→ EXERCISE INSTRUCTIONS
Pull out each line of the rows below that contains the string "manhole", and copy those lines in their original form. Matching is case-sensitive.

→ DATA FOR THIS TASK
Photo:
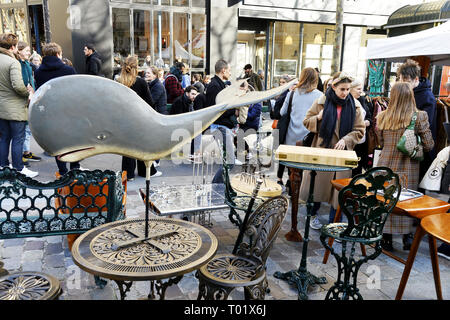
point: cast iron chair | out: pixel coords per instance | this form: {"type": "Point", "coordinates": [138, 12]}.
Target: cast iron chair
{"type": "Point", "coordinates": [366, 202]}
{"type": "Point", "coordinates": [225, 272]}
{"type": "Point", "coordinates": [232, 199]}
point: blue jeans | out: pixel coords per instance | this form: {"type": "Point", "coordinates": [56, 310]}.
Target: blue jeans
{"type": "Point", "coordinates": [62, 166]}
{"type": "Point", "coordinates": [227, 139]}
{"type": "Point", "coordinates": [26, 143]}
{"type": "Point", "coordinates": [12, 134]}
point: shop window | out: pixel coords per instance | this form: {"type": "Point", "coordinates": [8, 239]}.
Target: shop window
{"type": "Point", "coordinates": [198, 3]}
{"type": "Point", "coordinates": [161, 29]}
{"type": "Point", "coordinates": [142, 36]}
{"type": "Point", "coordinates": [180, 3]}
{"type": "Point", "coordinates": [286, 50]}
{"type": "Point", "coordinates": [198, 40]}
{"type": "Point", "coordinates": [180, 38]}
{"type": "Point", "coordinates": [121, 35]}
{"type": "Point", "coordinates": [317, 51]}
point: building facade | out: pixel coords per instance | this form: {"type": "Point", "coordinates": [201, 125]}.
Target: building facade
{"type": "Point", "coordinates": [278, 37]}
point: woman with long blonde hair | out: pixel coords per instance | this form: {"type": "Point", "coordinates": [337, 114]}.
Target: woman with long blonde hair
{"type": "Point", "coordinates": [391, 125]}
{"type": "Point", "coordinates": [129, 77]}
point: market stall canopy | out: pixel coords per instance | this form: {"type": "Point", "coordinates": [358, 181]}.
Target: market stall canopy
{"type": "Point", "coordinates": [433, 43]}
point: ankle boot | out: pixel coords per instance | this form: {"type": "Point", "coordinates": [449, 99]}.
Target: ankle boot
{"type": "Point", "coordinates": [407, 241]}
{"type": "Point", "coordinates": [386, 242]}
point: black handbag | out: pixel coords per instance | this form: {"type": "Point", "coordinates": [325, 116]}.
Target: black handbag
{"type": "Point", "coordinates": [308, 139]}
{"type": "Point", "coordinates": [283, 123]}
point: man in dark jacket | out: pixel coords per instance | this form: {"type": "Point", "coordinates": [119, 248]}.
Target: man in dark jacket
{"type": "Point", "coordinates": [93, 61]}
{"type": "Point", "coordinates": [425, 101]}
{"type": "Point", "coordinates": [185, 103]}
{"type": "Point", "coordinates": [172, 82]}
{"type": "Point", "coordinates": [52, 67]}
{"type": "Point", "coordinates": [254, 80]}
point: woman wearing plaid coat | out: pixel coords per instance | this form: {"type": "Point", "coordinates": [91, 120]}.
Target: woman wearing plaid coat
{"type": "Point", "coordinates": [391, 125]}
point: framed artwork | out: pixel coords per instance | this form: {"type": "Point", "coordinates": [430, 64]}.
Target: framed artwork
{"type": "Point", "coordinates": [283, 66]}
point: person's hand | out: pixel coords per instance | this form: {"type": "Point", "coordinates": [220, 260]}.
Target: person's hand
{"type": "Point", "coordinates": [320, 115]}
{"type": "Point", "coordinates": [340, 145]}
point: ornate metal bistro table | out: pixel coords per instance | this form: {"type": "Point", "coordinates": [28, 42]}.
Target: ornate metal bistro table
{"type": "Point", "coordinates": [188, 200]}
{"type": "Point", "coordinates": [119, 251]}
{"type": "Point", "coordinates": [301, 277]}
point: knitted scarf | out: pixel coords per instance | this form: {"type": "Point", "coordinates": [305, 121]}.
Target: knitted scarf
{"type": "Point", "coordinates": [330, 116]}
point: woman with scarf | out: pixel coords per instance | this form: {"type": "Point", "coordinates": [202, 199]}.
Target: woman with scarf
{"type": "Point", "coordinates": [336, 119]}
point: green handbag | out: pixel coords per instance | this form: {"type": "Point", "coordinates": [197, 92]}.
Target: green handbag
{"type": "Point", "coordinates": [410, 143]}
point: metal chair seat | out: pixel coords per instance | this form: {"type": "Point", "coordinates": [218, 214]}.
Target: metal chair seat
{"type": "Point", "coordinates": [29, 286]}
{"type": "Point", "coordinates": [335, 230]}
{"type": "Point", "coordinates": [233, 271]}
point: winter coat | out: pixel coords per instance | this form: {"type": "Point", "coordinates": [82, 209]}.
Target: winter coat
{"type": "Point", "coordinates": [228, 118]}
{"type": "Point", "coordinates": [13, 93]}
{"type": "Point", "coordinates": [323, 190]}
{"type": "Point", "coordinates": [94, 64]}
{"type": "Point", "coordinates": [173, 88]}
{"type": "Point", "coordinates": [52, 67]}
{"type": "Point", "coordinates": [253, 117]}
{"type": "Point", "coordinates": [159, 97]}
{"type": "Point", "coordinates": [182, 105]}
{"type": "Point", "coordinates": [27, 74]}
{"type": "Point", "coordinates": [403, 166]}
{"type": "Point", "coordinates": [426, 101]}
{"type": "Point", "coordinates": [140, 86]}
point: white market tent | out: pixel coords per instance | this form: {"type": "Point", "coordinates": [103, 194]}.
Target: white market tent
{"type": "Point", "coordinates": [433, 42]}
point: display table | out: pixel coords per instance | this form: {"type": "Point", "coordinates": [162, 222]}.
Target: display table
{"type": "Point", "coordinates": [120, 252]}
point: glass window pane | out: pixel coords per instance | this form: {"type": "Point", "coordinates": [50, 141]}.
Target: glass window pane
{"type": "Point", "coordinates": [286, 50]}
{"type": "Point", "coordinates": [321, 38]}
{"type": "Point", "coordinates": [198, 40]}
{"type": "Point", "coordinates": [161, 29]}
{"type": "Point", "coordinates": [121, 34]}
{"type": "Point", "coordinates": [142, 36]}
{"type": "Point", "coordinates": [198, 3]}
{"type": "Point", "coordinates": [20, 24]}
{"type": "Point", "coordinates": [180, 3]}
{"type": "Point", "coordinates": [161, 2]}
{"type": "Point", "coordinates": [8, 20]}
{"type": "Point", "coordinates": [180, 37]}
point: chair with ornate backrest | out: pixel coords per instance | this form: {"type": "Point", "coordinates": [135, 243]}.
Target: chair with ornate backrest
{"type": "Point", "coordinates": [366, 202]}
{"type": "Point", "coordinates": [225, 272]}
{"type": "Point", "coordinates": [235, 201]}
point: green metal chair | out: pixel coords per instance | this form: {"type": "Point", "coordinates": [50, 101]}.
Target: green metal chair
{"type": "Point", "coordinates": [366, 202]}
{"type": "Point", "coordinates": [232, 199]}
{"type": "Point", "coordinates": [225, 272]}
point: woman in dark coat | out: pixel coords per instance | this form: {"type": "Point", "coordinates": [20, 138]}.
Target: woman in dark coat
{"type": "Point", "coordinates": [157, 90]}
{"type": "Point", "coordinates": [129, 77]}
{"type": "Point", "coordinates": [391, 124]}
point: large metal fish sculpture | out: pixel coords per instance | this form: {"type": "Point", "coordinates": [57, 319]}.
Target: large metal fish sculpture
{"type": "Point", "coordinates": [79, 116]}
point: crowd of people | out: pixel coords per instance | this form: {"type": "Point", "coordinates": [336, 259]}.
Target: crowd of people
{"type": "Point", "coordinates": [335, 112]}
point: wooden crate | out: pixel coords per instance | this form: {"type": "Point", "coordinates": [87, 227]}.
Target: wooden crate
{"type": "Point", "coordinates": [331, 157]}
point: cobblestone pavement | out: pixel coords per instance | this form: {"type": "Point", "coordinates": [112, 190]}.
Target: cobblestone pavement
{"type": "Point", "coordinates": [378, 280]}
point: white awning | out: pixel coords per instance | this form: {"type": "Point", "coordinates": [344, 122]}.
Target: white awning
{"type": "Point", "coordinates": [433, 42]}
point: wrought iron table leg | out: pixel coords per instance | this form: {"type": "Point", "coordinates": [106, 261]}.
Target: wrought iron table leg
{"type": "Point", "coordinates": [301, 277]}
{"type": "Point", "coordinates": [295, 178]}
{"type": "Point", "coordinates": [158, 287]}
{"type": "Point", "coordinates": [124, 287]}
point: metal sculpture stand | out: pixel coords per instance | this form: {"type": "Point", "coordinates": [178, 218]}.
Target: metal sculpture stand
{"type": "Point", "coordinates": [301, 277]}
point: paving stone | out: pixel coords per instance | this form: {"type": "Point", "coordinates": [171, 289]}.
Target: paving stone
{"type": "Point", "coordinates": [32, 266]}
{"type": "Point", "coordinates": [12, 252]}
{"type": "Point", "coordinates": [55, 261]}
{"type": "Point", "coordinates": [53, 248]}
{"type": "Point", "coordinates": [13, 243]}
{"type": "Point", "coordinates": [34, 255]}
{"type": "Point", "coordinates": [34, 245]}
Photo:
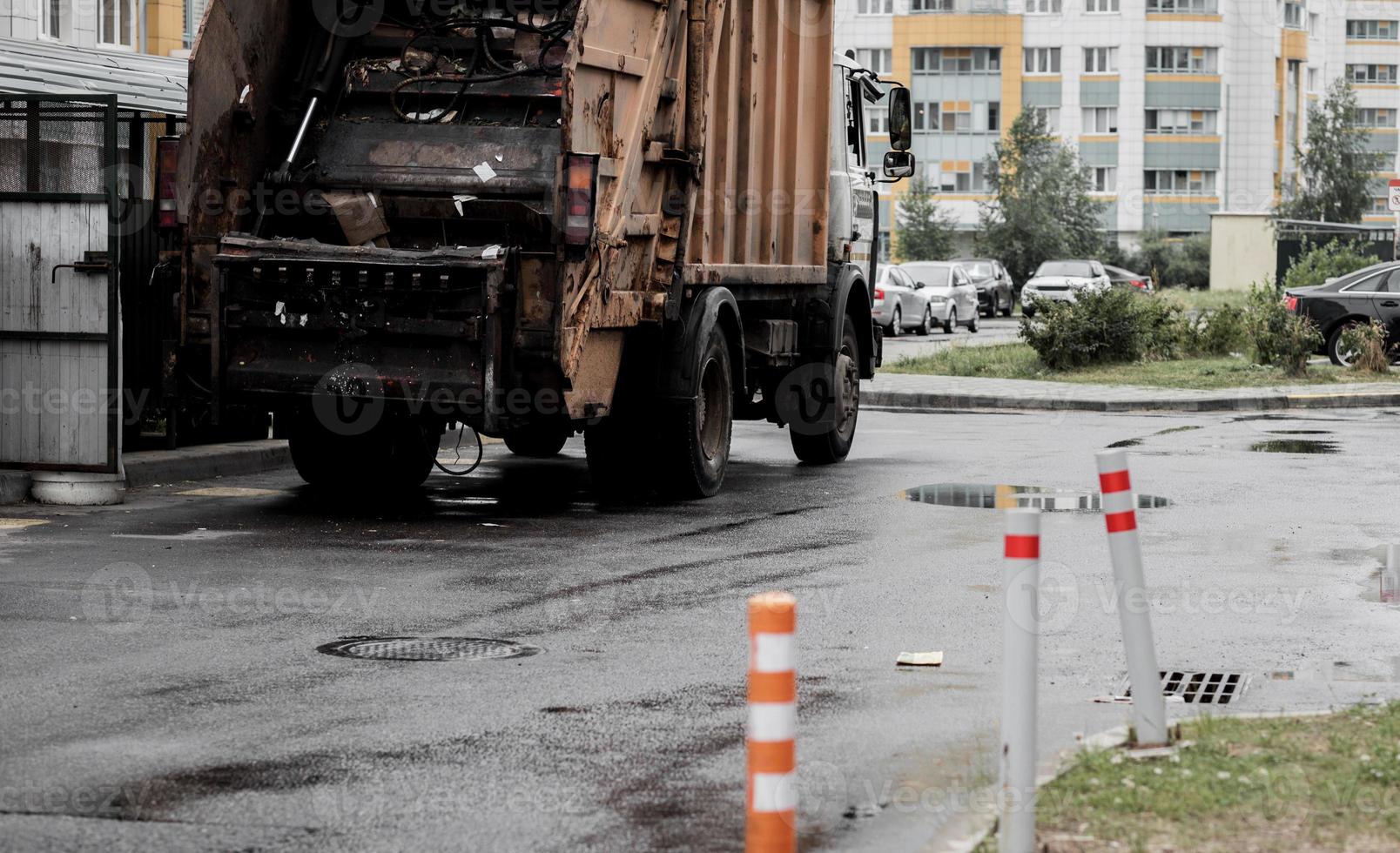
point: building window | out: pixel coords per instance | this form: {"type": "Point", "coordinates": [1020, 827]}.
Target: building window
{"type": "Point", "coordinates": [1374, 31]}
{"type": "Point", "coordinates": [1375, 117]}
{"type": "Point", "coordinates": [957, 61]}
{"type": "Point", "coordinates": [1178, 183]}
{"type": "Point", "coordinates": [1371, 73]}
{"type": "Point", "coordinates": [1050, 115]}
{"type": "Point", "coordinates": [1181, 61]}
{"type": "Point", "coordinates": [1102, 178]}
{"type": "Point", "coordinates": [1294, 16]}
{"type": "Point", "coordinates": [117, 23]}
{"type": "Point", "coordinates": [193, 17]}
{"type": "Point", "coordinates": [925, 117]}
{"type": "Point", "coordinates": [1100, 61]}
{"type": "Point", "coordinates": [1100, 119]}
{"type": "Point", "coordinates": [952, 175]}
{"type": "Point", "coordinates": [1042, 61]}
{"type": "Point", "coordinates": [1181, 7]}
{"type": "Point", "coordinates": [1181, 121]}
{"type": "Point", "coordinates": [877, 119]}
{"type": "Point", "coordinates": [877, 59]}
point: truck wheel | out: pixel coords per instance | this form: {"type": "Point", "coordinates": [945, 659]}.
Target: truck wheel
{"type": "Point", "coordinates": [833, 444]}
{"type": "Point", "coordinates": [394, 455]}
{"type": "Point", "coordinates": [536, 441]}
{"type": "Point", "coordinates": [695, 436]}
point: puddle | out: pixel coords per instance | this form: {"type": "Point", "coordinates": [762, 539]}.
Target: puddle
{"type": "Point", "coordinates": [1342, 671]}
{"type": "Point", "coordinates": [1006, 498]}
{"type": "Point", "coordinates": [1294, 446]}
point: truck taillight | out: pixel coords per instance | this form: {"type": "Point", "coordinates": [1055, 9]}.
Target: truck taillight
{"type": "Point", "coordinates": [580, 188]}
{"type": "Point", "coordinates": [167, 165]}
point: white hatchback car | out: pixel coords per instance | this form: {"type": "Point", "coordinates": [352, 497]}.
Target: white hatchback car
{"type": "Point", "coordinates": [952, 297]}
{"type": "Point", "coordinates": [1061, 282]}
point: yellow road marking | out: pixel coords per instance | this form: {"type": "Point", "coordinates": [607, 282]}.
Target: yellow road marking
{"type": "Point", "coordinates": [11, 524]}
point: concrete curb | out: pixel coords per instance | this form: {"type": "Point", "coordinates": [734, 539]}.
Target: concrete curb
{"type": "Point", "coordinates": [156, 467]}
{"type": "Point", "coordinates": [1054, 401]}
{"type": "Point", "coordinates": [962, 835]}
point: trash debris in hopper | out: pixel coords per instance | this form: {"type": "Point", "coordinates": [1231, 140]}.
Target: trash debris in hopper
{"type": "Point", "coordinates": [1006, 498]}
{"type": "Point", "coordinates": [920, 659]}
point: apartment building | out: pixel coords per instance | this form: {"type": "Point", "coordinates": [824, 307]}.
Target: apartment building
{"type": "Point", "coordinates": [153, 27]}
{"type": "Point", "coordinates": [1178, 108]}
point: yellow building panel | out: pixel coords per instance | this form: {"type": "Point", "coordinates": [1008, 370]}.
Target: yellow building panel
{"type": "Point", "coordinates": [164, 27]}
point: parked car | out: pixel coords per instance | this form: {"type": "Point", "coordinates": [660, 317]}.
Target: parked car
{"type": "Point", "coordinates": [1123, 278]}
{"type": "Point", "coordinates": [952, 299]}
{"type": "Point", "coordinates": [899, 306]}
{"type": "Point", "coordinates": [996, 292]}
{"type": "Point", "coordinates": [1061, 282]}
{"type": "Point", "coordinates": [1371, 293]}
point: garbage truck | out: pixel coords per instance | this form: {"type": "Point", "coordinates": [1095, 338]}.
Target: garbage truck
{"type": "Point", "coordinates": [639, 220]}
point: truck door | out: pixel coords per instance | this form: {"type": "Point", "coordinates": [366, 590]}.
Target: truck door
{"type": "Point", "coordinates": [860, 177]}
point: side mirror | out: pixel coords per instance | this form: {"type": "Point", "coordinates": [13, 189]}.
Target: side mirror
{"type": "Point", "coordinates": [900, 119]}
{"type": "Point", "coordinates": [899, 165]}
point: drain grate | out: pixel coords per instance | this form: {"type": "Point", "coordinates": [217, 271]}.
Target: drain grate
{"type": "Point", "coordinates": [1199, 688]}
{"type": "Point", "coordinates": [427, 648]}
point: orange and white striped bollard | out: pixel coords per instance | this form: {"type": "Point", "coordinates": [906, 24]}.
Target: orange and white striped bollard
{"type": "Point", "coordinates": [771, 800]}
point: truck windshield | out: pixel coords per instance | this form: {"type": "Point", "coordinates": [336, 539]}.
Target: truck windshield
{"type": "Point", "coordinates": [1066, 268]}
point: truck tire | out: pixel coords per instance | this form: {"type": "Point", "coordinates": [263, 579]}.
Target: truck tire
{"type": "Point", "coordinates": [394, 455]}
{"type": "Point", "coordinates": [695, 434]}
{"type": "Point", "coordinates": [541, 441]}
{"type": "Point", "coordinates": [833, 444]}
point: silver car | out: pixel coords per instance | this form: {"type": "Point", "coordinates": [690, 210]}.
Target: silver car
{"type": "Point", "coordinates": [952, 297]}
{"type": "Point", "coordinates": [1061, 282]}
{"type": "Point", "coordinates": [899, 303]}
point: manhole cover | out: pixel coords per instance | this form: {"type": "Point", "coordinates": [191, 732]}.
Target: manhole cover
{"type": "Point", "coordinates": [427, 648]}
{"type": "Point", "coordinates": [1006, 498]}
{"type": "Point", "coordinates": [1199, 688]}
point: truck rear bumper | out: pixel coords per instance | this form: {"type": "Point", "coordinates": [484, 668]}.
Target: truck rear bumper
{"type": "Point", "coordinates": [304, 319]}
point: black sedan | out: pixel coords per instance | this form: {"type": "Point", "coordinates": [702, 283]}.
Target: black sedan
{"type": "Point", "coordinates": [1371, 293]}
{"type": "Point", "coordinates": [996, 290]}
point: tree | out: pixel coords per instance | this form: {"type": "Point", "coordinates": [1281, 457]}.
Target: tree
{"type": "Point", "coordinates": [925, 229]}
{"type": "Point", "coordinates": [1040, 205]}
{"type": "Point", "coordinates": [1335, 165]}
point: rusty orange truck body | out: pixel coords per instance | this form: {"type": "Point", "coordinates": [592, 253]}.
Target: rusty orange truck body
{"type": "Point", "coordinates": [635, 218]}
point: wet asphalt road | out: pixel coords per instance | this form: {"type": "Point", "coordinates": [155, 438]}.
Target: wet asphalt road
{"type": "Point", "coordinates": [163, 688]}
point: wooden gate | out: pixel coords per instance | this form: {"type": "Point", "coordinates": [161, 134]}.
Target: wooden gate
{"type": "Point", "coordinates": [60, 401]}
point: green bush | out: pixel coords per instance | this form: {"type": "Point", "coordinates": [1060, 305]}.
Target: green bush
{"type": "Point", "coordinates": [1218, 332]}
{"type": "Point", "coordinates": [1329, 261]}
{"type": "Point", "coordinates": [1171, 262]}
{"type": "Point", "coordinates": [1367, 344]}
{"type": "Point", "coordinates": [1103, 328]}
{"type": "Point", "coordinates": [1280, 338]}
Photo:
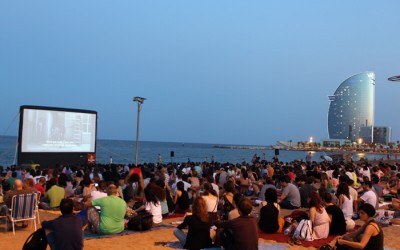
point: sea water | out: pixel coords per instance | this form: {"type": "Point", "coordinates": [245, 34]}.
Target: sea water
{"type": "Point", "coordinates": [123, 152]}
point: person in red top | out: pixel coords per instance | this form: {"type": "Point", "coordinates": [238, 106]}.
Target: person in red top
{"type": "Point", "coordinates": [41, 186]}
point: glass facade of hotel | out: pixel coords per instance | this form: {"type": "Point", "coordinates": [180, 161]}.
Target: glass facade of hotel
{"type": "Point", "coordinates": [351, 108]}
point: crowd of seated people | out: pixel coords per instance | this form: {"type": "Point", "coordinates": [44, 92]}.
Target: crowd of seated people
{"type": "Point", "coordinates": [333, 192]}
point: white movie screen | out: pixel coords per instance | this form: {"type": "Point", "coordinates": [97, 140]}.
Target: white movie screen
{"type": "Point", "coordinates": [50, 131]}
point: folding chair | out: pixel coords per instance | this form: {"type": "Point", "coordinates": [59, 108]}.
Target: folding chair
{"type": "Point", "coordinates": [23, 208]}
{"type": "Point", "coordinates": [38, 194]}
{"type": "Point", "coordinates": [6, 220]}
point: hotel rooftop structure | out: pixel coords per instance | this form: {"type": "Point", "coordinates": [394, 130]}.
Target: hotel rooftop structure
{"type": "Point", "coordinates": [351, 109]}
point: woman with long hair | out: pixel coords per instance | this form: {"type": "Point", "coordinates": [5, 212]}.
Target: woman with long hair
{"type": "Point", "coordinates": [319, 217]}
{"type": "Point", "coordinates": [227, 199]}
{"type": "Point", "coordinates": [270, 222]}
{"type": "Point", "coordinates": [181, 199]}
{"type": "Point", "coordinates": [153, 195]}
{"type": "Point", "coordinates": [210, 197]}
{"type": "Point", "coordinates": [198, 236]}
{"type": "Point", "coordinates": [346, 204]}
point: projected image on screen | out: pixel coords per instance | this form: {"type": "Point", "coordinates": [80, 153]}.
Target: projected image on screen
{"type": "Point", "coordinates": [58, 131]}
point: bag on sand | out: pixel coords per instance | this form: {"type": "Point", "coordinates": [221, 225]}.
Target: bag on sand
{"type": "Point", "coordinates": [36, 241]}
{"type": "Point", "coordinates": [141, 222]}
{"type": "Point", "coordinates": [304, 231]}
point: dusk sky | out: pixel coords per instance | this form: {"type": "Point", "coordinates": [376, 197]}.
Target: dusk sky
{"type": "Point", "coordinates": [232, 72]}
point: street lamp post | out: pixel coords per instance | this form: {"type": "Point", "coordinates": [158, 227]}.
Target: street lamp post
{"type": "Point", "coordinates": [140, 101]}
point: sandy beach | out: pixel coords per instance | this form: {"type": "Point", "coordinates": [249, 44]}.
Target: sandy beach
{"type": "Point", "coordinates": [148, 240]}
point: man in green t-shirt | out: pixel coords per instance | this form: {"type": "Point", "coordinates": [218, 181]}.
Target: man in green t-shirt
{"type": "Point", "coordinates": [111, 218]}
{"type": "Point", "coordinates": [55, 194]}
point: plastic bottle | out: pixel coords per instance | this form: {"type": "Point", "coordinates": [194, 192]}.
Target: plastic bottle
{"type": "Point", "coordinates": [288, 230]}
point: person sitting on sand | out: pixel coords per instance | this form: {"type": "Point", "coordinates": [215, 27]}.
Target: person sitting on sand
{"type": "Point", "coordinates": [18, 189]}
{"type": "Point", "coordinates": [368, 237]}
{"type": "Point", "coordinates": [54, 195]}
{"type": "Point", "coordinates": [113, 209]}
{"type": "Point", "coordinates": [319, 217]}
{"type": "Point", "coordinates": [290, 198]}
{"type": "Point", "coordinates": [65, 232]}
{"type": "Point", "coordinates": [244, 228]}
{"type": "Point", "coordinates": [198, 236]}
{"type": "Point", "coordinates": [338, 222]}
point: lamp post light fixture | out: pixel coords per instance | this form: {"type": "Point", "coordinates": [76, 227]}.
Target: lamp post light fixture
{"type": "Point", "coordinates": [140, 101]}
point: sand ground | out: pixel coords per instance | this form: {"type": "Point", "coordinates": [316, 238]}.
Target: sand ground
{"type": "Point", "coordinates": [145, 240]}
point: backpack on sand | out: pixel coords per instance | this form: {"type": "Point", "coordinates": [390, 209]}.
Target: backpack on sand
{"type": "Point", "coordinates": [304, 231]}
{"type": "Point", "coordinates": [36, 241]}
{"type": "Point", "coordinates": [141, 222]}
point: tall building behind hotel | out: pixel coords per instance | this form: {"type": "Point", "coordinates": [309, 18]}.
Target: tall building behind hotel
{"type": "Point", "coordinates": [351, 109]}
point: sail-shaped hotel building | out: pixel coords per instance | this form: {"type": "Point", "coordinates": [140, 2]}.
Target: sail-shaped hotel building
{"type": "Point", "coordinates": [351, 109]}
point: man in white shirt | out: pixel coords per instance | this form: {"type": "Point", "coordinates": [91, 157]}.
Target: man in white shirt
{"type": "Point", "coordinates": [210, 179]}
{"type": "Point", "coordinates": [178, 179]}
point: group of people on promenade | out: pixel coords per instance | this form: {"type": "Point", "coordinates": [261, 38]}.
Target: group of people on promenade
{"type": "Point", "coordinates": [224, 204]}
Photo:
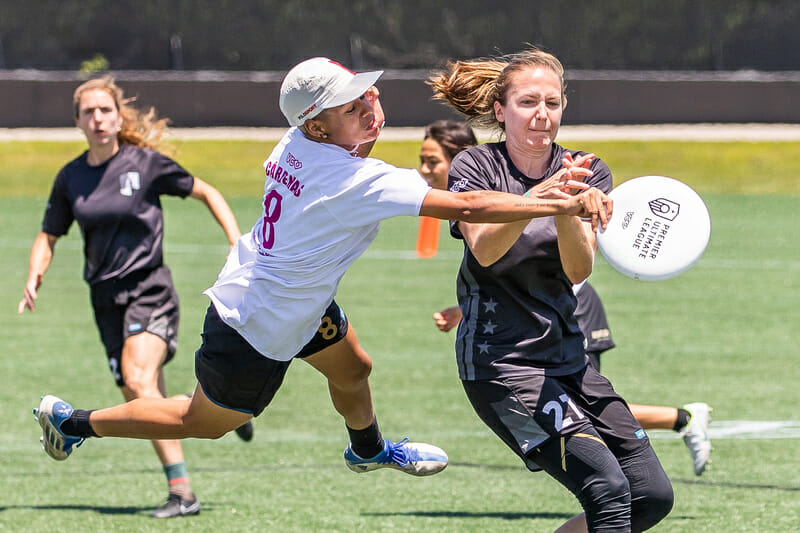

→ EXERCISE ANSWER
point: manhole cover | out: pixel coords per instance | this form: {"type": "Point", "coordinates": [191, 732]}.
Target: manhole cover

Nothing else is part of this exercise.